- EXERCISE
When the string "podium" appears in a line of the records, show the whole line.

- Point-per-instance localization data
##########

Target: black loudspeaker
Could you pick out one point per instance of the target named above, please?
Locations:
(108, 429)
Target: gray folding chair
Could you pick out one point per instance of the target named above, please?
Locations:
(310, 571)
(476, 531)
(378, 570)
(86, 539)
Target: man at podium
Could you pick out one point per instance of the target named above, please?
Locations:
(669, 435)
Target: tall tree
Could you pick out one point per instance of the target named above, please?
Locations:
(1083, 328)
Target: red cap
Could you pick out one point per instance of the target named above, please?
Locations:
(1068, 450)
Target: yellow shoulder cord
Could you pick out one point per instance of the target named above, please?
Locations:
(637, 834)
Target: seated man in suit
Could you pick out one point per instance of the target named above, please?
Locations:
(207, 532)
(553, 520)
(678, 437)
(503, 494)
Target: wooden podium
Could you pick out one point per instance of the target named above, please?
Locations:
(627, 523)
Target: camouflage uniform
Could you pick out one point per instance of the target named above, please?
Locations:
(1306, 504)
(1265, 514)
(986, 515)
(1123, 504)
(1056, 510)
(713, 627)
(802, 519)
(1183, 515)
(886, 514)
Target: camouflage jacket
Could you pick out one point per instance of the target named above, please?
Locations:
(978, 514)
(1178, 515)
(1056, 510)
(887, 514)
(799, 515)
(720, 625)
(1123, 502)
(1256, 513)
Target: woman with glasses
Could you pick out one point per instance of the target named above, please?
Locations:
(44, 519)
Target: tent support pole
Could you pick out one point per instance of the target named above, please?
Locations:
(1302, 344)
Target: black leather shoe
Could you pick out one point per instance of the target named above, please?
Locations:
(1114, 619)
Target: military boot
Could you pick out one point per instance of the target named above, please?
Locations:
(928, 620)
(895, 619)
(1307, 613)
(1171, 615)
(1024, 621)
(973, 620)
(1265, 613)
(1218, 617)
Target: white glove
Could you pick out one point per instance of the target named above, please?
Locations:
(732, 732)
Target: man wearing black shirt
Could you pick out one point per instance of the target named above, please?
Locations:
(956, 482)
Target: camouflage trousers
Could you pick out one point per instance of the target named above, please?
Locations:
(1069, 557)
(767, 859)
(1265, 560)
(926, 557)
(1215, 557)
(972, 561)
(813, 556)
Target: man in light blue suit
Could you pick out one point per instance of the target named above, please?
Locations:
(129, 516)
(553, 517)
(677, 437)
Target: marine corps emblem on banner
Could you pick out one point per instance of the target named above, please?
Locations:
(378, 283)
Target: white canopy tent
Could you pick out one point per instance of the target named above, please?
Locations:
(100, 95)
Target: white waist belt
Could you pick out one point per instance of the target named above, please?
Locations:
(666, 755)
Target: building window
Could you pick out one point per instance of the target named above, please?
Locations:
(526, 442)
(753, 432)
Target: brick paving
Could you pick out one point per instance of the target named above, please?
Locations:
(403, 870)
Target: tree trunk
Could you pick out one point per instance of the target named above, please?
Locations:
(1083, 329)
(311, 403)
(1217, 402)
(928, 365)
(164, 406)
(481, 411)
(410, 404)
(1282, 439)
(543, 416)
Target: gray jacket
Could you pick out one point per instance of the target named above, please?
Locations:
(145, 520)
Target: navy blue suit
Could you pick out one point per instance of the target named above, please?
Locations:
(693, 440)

##########

- WRITTEN SOLUTION
Target: man at podium
Target: wooden podium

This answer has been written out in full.